Entries for bounding box labeling

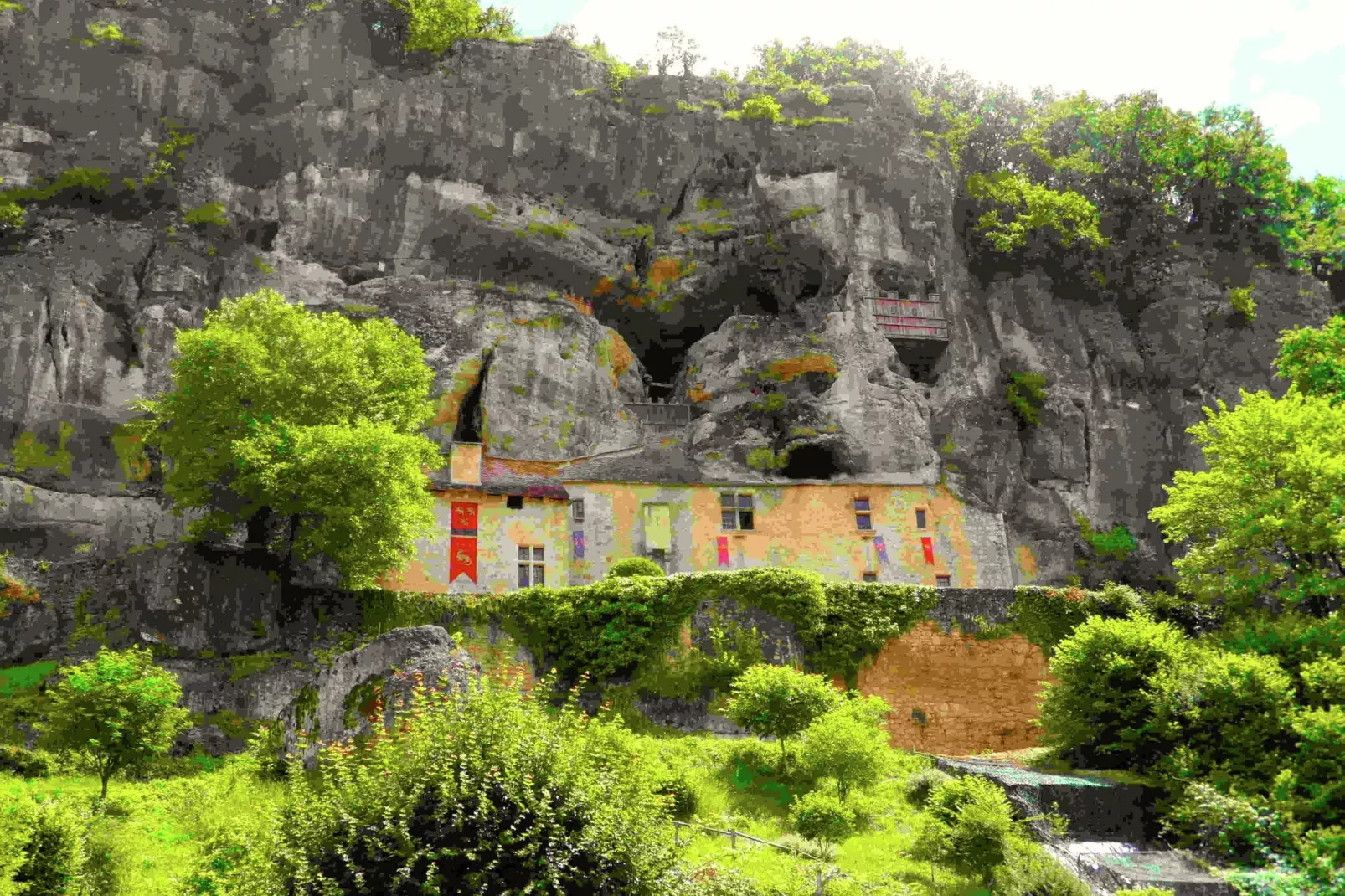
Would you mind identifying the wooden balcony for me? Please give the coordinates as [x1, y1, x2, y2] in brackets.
[868, 295, 948, 344]
[626, 402, 691, 426]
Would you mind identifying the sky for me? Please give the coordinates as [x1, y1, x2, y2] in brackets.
[500, 0, 1345, 178]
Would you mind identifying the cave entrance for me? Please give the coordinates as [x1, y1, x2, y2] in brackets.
[780, 445, 842, 479]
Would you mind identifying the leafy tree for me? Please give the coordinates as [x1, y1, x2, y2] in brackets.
[803, 706, 892, 796]
[133, 289, 442, 588]
[388, 0, 517, 56]
[1275, 315, 1345, 405]
[38, 647, 191, 798]
[1149, 390, 1345, 616]
[1041, 616, 1197, 770]
[726, 663, 842, 771]
[654, 26, 705, 78]
[267, 678, 675, 896]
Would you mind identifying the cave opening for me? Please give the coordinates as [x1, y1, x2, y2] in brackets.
[780, 445, 842, 479]
[453, 351, 495, 444]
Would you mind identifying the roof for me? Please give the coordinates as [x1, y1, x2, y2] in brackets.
[559, 448, 708, 486]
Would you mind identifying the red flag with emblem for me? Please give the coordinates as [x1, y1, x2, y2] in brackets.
[448, 535, 477, 584]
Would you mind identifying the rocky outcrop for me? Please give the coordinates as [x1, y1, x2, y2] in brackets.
[0, 0, 1337, 632]
[278, 626, 482, 760]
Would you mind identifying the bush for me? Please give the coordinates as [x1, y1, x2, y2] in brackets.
[265, 678, 674, 896]
[0, 747, 51, 778]
[1041, 616, 1196, 771]
[606, 557, 667, 579]
[801, 708, 892, 801]
[1178, 651, 1294, 785]
[39, 647, 191, 799]
[790, 791, 857, 843]
[725, 663, 842, 772]
[906, 768, 952, 809]
[13, 799, 87, 896]
[916, 775, 1013, 887]
[1162, 781, 1290, 863]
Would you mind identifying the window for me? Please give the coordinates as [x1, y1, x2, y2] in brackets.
[719, 491, 755, 532]
[518, 546, 546, 588]
[854, 497, 873, 532]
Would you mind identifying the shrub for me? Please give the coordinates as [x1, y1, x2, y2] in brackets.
[13, 799, 87, 896]
[265, 678, 674, 896]
[725, 663, 842, 772]
[606, 557, 667, 579]
[906, 768, 952, 807]
[803, 708, 892, 801]
[1005, 373, 1046, 426]
[916, 775, 1013, 887]
[1169, 651, 1294, 783]
[39, 647, 191, 799]
[790, 791, 855, 843]
[1041, 616, 1196, 770]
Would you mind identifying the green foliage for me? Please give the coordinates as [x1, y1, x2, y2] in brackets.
[1275, 315, 1345, 405]
[967, 171, 1107, 253]
[1041, 616, 1196, 771]
[743, 93, 783, 121]
[38, 647, 191, 796]
[725, 663, 842, 770]
[135, 289, 442, 588]
[1228, 286, 1256, 320]
[790, 791, 857, 843]
[1005, 373, 1046, 426]
[606, 557, 667, 579]
[182, 202, 229, 228]
[915, 775, 1013, 885]
[388, 0, 517, 56]
[263, 670, 674, 896]
[70, 22, 140, 47]
[1149, 390, 1345, 616]
[799, 708, 892, 796]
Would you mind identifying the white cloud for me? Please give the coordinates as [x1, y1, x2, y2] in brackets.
[573, 0, 1270, 111]
[1260, 0, 1345, 62]
[1251, 90, 1322, 142]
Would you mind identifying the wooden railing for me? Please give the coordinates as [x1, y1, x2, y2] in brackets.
[626, 401, 691, 426]
[868, 295, 948, 342]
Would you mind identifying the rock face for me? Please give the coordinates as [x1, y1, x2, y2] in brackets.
[0, 0, 1337, 637]
[280, 626, 482, 760]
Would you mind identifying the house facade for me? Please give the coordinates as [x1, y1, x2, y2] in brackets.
[384, 444, 1014, 592]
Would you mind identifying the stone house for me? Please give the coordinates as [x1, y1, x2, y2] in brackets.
[384, 443, 1016, 592]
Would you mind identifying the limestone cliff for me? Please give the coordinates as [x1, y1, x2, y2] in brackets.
[0, 0, 1336, 626]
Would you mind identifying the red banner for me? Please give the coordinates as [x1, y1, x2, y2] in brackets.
[452, 501, 479, 538]
[448, 535, 477, 584]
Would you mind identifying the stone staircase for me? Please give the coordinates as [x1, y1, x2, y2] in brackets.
[935, 756, 1236, 896]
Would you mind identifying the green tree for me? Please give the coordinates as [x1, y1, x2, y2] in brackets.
[726, 663, 842, 772]
[38, 647, 191, 798]
[1041, 616, 1197, 770]
[801, 708, 892, 801]
[1149, 390, 1345, 616]
[133, 289, 442, 588]
[388, 0, 517, 56]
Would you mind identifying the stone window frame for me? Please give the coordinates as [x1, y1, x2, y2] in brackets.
[852, 495, 873, 535]
[518, 545, 546, 588]
[719, 491, 756, 532]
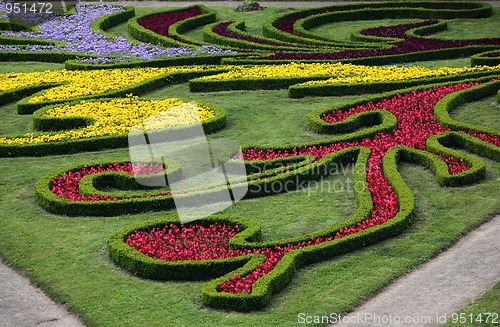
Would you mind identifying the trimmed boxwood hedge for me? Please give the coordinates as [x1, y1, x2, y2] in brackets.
[222, 45, 500, 66]
[108, 135, 496, 311]
[64, 54, 237, 70]
[0, 98, 227, 157]
[90, 7, 135, 38]
[9, 66, 228, 114]
[263, 1, 492, 46]
[203, 20, 319, 55]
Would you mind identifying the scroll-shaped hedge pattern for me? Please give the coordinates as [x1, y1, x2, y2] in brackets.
[37, 78, 500, 310]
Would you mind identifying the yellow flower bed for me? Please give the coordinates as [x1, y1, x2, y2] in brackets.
[0, 97, 215, 145]
[0, 66, 207, 103]
[196, 63, 500, 85]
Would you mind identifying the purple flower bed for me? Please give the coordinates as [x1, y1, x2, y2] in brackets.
[0, 4, 231, 63]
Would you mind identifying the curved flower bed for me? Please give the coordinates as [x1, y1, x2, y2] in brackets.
[264, 2, 491, 44]
[34, 77, 500, 310]
[0, 97, 226, 156]
[0, 4, 227, 63]
[203, 21, 319, 51]
[0, 97, 215, 145]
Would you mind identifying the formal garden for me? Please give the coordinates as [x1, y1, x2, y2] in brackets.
[0, 1, 500, 326]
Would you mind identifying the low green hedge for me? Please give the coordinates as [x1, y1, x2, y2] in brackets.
[470, 48, 500, 66]
[188, 75, 331, 92]
[0, 98, 227, 157]
[222, 45, 500, 66]
[351, 21, 448, 43]
[128, 5, 216, 47]
[0, 45, 95, 63]
[288, 69, 500, 98]
[65, 54, 236, 70]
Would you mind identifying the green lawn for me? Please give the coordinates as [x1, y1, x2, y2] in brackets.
[0, 3, 500, 327]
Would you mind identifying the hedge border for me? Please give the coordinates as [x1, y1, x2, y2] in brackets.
[108, 134, 494, 311]
[470, 48, 500, 66]
[0, 98, 227, 157]
[203, 20, 318, 52]
[288, 67, 500, 98]
[222, 45, 500, 66]
[308, 73, 500, 134]
[263, 2, 492, 45]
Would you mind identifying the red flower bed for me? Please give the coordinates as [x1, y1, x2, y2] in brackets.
[127, 83, 500, 293]
[51, 163, 163, 201]
[139, 7, 203, 42]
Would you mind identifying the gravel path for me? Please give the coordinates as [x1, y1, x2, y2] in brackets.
[0, 263, 84, 327]
[332, 216, 500, 327]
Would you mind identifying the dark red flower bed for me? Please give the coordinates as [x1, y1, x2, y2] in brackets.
[122, 83, 500, 293]
[51, 163, 164, 201]
[252, 30, 500, 60]
[361, 20, 438, 39]
[212, 21, 298, 47]
[139, 7, 203, 42]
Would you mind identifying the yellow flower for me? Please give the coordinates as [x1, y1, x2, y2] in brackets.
[0, 97, 215, 145]
[0, 66, 209, 103]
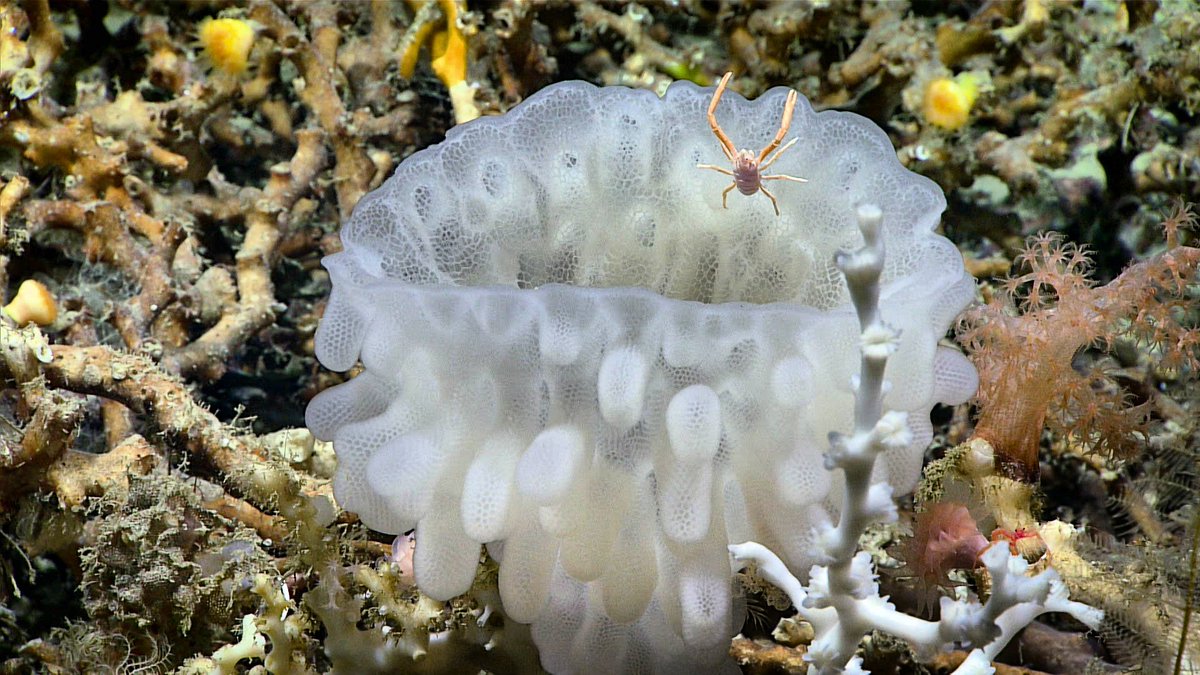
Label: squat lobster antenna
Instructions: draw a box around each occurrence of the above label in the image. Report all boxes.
[696,72,808,216]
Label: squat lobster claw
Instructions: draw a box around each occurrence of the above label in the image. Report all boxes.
[696,72,808,216]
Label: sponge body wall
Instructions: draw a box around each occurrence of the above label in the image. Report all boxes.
[307,82,976,673]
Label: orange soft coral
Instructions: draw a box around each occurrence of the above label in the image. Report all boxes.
[959,207,1200,482]
[902,502,990,611]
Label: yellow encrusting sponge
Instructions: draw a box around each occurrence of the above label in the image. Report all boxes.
[200,19,254,74]
[922,73,979,130]
[4,279,59,325]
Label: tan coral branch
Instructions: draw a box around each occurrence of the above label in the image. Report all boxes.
[162,129,325,380]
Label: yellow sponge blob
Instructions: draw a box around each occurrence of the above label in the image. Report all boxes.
[922,73,979,130]
[200,19,254,74]
[4,279,59,325]
[430,0,467,88]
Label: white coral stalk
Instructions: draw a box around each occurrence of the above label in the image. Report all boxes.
[730,205,1103,675]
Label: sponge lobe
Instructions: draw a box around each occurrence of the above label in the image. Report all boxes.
[307,82,976,673]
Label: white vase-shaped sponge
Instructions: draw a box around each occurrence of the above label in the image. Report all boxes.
[307,82,974,673]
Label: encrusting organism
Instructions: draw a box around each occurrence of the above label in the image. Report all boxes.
[4,279,59,325]
[696,72,808,216]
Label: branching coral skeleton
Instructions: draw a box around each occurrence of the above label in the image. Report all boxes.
[730,205,1104,675]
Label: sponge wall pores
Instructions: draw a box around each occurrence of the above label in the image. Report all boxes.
[307,82,976,673]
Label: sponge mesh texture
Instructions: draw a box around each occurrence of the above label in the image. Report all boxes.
[307,83,974,673]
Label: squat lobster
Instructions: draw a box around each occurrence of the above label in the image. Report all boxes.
[696,72,808,216]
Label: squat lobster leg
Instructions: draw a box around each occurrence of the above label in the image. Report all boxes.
[696,72,808,216]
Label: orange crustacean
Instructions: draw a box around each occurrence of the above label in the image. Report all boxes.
[696,72,808,216]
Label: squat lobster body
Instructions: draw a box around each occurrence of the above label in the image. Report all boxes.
[696,72,808,216]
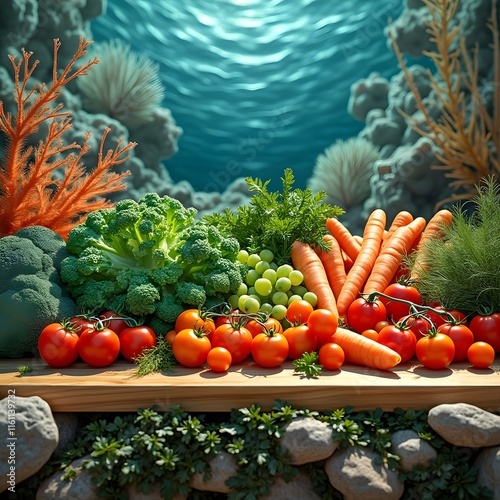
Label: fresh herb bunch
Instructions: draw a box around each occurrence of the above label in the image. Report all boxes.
[203,168,344,265]
[415,178,500,315]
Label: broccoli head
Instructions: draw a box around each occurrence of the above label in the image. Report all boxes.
[0,226,78,358]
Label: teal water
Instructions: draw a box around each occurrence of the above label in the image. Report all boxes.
[92,0,402,191]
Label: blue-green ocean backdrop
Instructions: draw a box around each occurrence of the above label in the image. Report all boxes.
[91,0,403,191]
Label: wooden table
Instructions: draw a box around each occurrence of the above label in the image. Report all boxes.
[0,358,500,412]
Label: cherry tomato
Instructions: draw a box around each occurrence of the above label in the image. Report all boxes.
[318,342,345,370]
[172,328,212,368]
[283,325,318,359]
[286,299,314,325]
[70,314,95,335]
[207,347,233,372]
[378,324,417,363]
[307,309,339,346]
[415,330,455,370]
[78,326,120,367]
[252,332,288,368]
[438,323,474,361]
[120,326,156,361]
[467,342,495,368]
[347,297,387,333]
[380,282,422,322]
[38,323,79,368]
[99,311,128,336]
[212,324,253,363]
[469,313,500,352]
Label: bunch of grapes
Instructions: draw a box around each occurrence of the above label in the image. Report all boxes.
[228,249,317,321]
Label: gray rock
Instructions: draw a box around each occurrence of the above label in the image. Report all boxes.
[325,447,404,500]
[0,395,59,492]
[474,446,500,500]
[427,403,500,448]
[36,456,100,500]
[189,451,238,493]
[391,430,437,471]
[259,471,321,500]
[281,417,338,465]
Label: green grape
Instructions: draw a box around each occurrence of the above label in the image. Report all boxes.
[288,269,304,286]
[255,260,270,276]
[271,304,286,321]
[254,278,273,297]
[302,292,318,307]
[288,295,302,305]
[262,268,278,285]
[291,285,307,297]
[259,302,273,314]
[276,264,293,278]
[259,248,274,262]
[227,294,240,309]
[245,269,260,286]
[247,253,260,268]
[241,296,260,313]
[237,250,248,264]
[274,276,292,292]
[238,293,249,311]
[272,292,288,306]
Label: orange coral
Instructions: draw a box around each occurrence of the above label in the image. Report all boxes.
[0,39,135,238]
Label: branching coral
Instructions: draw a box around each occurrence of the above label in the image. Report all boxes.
[0,39,135,238]
[389,0,500,205]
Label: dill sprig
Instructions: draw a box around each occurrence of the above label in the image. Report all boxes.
[204,168,344,265]
[417,177,500,315]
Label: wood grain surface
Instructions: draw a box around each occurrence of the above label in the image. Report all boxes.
[0,359,500,412]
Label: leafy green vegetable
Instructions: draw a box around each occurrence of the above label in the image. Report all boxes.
[203,168,344,265]
[415,178,500,314]
[61,193,244,332]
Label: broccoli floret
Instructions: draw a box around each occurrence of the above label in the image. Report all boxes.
[0,226,78,358]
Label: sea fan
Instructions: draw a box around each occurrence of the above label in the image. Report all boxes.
[78,40,164,126]
[0,39,135,238]
[309,137,378,210]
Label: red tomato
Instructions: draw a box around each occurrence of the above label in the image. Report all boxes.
[377,324,417,363]
[286,299,314,325]
[438,323,474,361]
[380,283,422,322]
[415,331,455,370]
[469,313,500,352]
[99,311,128,335]
[318,342,345,370]
[467,342,495,368]
[207,347,233,372]
[307,309,339,346]
[38,323,79,368]
[252,332,288,368]
[78,328,120,367]
[347,297,387,333]
[70,314,95,335]
[400,314,431,342]
[120,326,156,361]
[212,324,253,363]
[283,325,318,359]
[172,328,212,368]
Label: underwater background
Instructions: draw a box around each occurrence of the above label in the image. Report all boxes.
[91,0,403,191]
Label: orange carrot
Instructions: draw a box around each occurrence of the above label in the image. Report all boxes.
[382,210,413,249]
[410,208,453,280]
[326,217,361,261]
[317,234,346,299]
[337,208,386,317]
[363,217,426,293]
[292,241,338,316]
[333,327,401,370]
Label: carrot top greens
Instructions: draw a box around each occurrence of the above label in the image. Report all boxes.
[204,168,344,265]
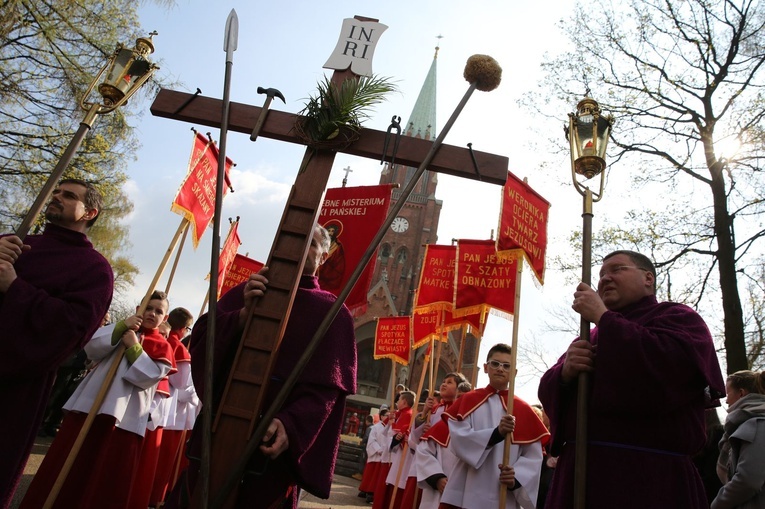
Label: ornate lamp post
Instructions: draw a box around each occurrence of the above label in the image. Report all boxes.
[564,97,613,509]
[16,32,159,240]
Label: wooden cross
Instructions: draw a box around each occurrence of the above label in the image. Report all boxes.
[151,14,508,504]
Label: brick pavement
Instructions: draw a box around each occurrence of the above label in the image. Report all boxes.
[10,437,372,509]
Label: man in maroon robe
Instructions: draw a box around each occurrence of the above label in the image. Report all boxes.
[539,251,725,509]
[0,179,114,508]
[177,226,356,508]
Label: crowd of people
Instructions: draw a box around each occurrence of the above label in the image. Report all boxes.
[0,179,765,509]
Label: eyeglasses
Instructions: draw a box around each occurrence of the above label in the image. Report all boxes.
[599,265,651,279]
[487,360,510,371]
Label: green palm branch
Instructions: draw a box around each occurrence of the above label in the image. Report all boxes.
[300,76,398,141]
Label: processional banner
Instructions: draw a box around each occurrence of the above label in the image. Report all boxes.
[497,172,550,284]
[318,184,392,316]
[170,133,234,249]
[374,316,411,366]
[454,240,522,321]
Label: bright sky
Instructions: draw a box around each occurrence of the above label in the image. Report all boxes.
[127,0,600,402]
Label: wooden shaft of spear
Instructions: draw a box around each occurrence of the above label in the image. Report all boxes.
[200,9,239,509]
[165,221,188,294]
[499,257,523,509]
[43,218,188,509]
[16,104,101,240]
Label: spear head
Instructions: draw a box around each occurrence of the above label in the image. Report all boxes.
[223,9,239,63]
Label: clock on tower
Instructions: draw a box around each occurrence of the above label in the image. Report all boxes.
[390,216,409,233]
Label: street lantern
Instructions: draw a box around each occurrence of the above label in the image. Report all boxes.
[565,97,613,196]
[80,31,158,114]
[564,97,613,509]
[16,32,159,240]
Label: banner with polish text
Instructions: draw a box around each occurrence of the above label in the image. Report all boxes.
[319,184,392,316]
[454,240,523,321]
[414,244,457,313]
[497,172,550,284]
[219,254,264,297]
[373,316,411,366]
[412,310,483,349]
[170,133,234,249]
[218,219,242,299]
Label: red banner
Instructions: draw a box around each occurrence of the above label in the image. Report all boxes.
[219,254,263,297]
[218,219,242,299]
[454,240,518,315]
[170,133,234,249]
[412,310,483,348]
[497,172,550,284]
[319,184,391,316]
[414,245,457,313]
[374,316,411,366]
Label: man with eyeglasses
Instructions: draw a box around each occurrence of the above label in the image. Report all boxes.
[0,179,114,508]
[539,251,725,509]
[441,343,550,509]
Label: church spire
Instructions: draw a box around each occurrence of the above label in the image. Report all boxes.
[404,35,442,140]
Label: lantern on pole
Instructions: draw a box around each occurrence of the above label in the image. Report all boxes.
[564,97,613,509]
[16,32,159,240]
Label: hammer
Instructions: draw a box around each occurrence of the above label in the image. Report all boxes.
[250,87,287,141]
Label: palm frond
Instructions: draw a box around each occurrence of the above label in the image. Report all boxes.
[300,76,398,141]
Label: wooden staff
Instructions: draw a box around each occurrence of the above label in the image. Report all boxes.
[499,256,523,509]
[16,104,102,241]
[457,323,467,373]
[43,217,188,509]
[165,221,188,294]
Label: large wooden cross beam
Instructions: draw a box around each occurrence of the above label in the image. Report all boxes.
[151,89,508,185]
[151,64,508,508]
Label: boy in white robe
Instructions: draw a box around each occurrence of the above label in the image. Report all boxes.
[441,343,550,509]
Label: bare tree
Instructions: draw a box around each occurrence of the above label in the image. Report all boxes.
[538,0,765,372]
[0,0,176,302]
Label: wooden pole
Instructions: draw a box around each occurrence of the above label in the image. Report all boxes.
[165,221,188,294]
[457,323,467,373]
[16,104,101,241]
[198,9,239,509]
[574,188,593,509]
[43,217,187,509]
[499,257,523,509]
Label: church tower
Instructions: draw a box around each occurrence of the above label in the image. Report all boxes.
[346,47,475,422]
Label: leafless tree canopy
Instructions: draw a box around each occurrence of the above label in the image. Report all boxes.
[0,0,173,310]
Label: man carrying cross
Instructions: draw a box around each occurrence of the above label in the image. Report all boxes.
[169,225,356,508]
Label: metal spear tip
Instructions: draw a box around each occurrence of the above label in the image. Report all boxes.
[223,9,239,62]
[258,87,287,104]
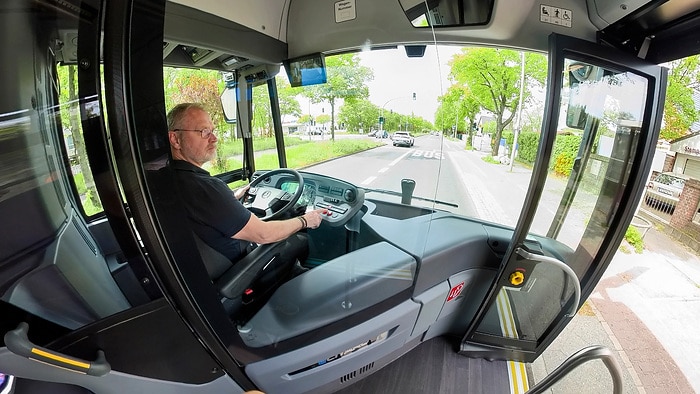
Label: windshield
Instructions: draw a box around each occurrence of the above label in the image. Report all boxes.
[276,46,545,226]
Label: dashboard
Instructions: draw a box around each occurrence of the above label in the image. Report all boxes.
[252,171,364,226]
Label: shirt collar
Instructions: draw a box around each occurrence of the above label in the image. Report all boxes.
[170,160,210,175]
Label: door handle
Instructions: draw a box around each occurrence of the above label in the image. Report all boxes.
[515,248,581,317]
[4,322,112,376]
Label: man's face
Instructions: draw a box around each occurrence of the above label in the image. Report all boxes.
[168,108,217,167]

What you should do:
Turn the lines of the entries into a Markdown table with the columns "Row" and "Line", starting with the line that contains "Label: orange crustacean" and going on through the line that contains "[281,417,338,465]". Leave out blank lines and pictures.

Result:
| Row | Line |
|---|---|
| 1 | Label: orange crustacean |
| 2 | Instructions: draw a box around each occurrence of the above label in the image. Report all boxes. |
| 3 | [696,72,808,216] |
| 4 | Label: squat lobster body |
| 5 | Instructions: draw a box around each occurrence of the above label in the image. Report all boxes. |
| 6 | [696,72,808,216] |
| 7 | Label: fresh herb bunch |
| 8 | Instructions: draw a box around each occurrence of the above label in the image. Report all boxes. |
| 9 | [203,168,344,265] |
| 10 | [415,178,500,315] |
| 11 | Label: broccoli head |
| 12 | Instructions: draw a box around each occurrence of the above label in the image. Report all boxes. |
| 13 | [0,226,78,358] |
| 14 | Label: teal water |
| 15 | Instructions: draw a box around each occurrence of the above label in the image. Report all boxes. |
| 16 | [92,0,402,191] |
| 17 | Label: blue-green ocean backdrop |
| 18 | Instructions: draw a box around each occurrence of the above label in the image. Report all boxes. |
| 19 | [91,0,403,191] |
| 20 | Label: wooden table |
| 21 | Instructions: draw a box around each occurrence of the above label in the image. Report all boxes. |
| 22 | [0,358,500,412] |
| 23 | Label: cherry tomato |
| 24 | Instructions: draw a box around each occurrence of the above label in the image. Report all boxes. |
| 25 | [318,342,345,370] |
| 26 | [172,328,212,368] |
| 27 | [283,325,318,359] |
| 28 | [286,299,314,325] |
| 29 | [70,314,95,335] |
| 30 | [207,347,233,372] |
| 31 | [378,324,417,363] |
| 32 | [307,309,339,346] |
| 33 | [415,330,455,370] |
| 34 | [78,326,120,367] |
| 35 | [252,332,288,368] |
| 36 | [438,323,474,361] |
| 37 | [120,326,156,361] |
| 38 | [467,342,495,368] |
| 39 | [347,297,387,333] |
| 40 | [380,282,422,322] |
| 41 | [38,323,79,368] |
| 42 | [99,311,128,336] |
| 43 | [212,324,253,363] |
| 44 | [469,313,500,352] |
| 45 | Label: bunch of grapes |
| 46 | Instructions: draw a box around each occurrence of the above label in the image. Report all boxes. |
| 47 | [228,249,317,321] |
| 48 | Label: gray rock |
| 49 | Instructions: draw a box around each occurrence of the above label in the image. Report all boxes. |
| 50 | [325,447,404,500] |
| 51 | [0,395,59,492] |
| 52 | [474,446,500,500] |
| 53 | [427,403,500,448] |
| 54 | [36,456,100,500] |
| 55 | [189,451,238,493] |
| 56 | [391,430,437,471] |
| 57 | [259,471,321,500] |
| 58 | [281,417,338,465] |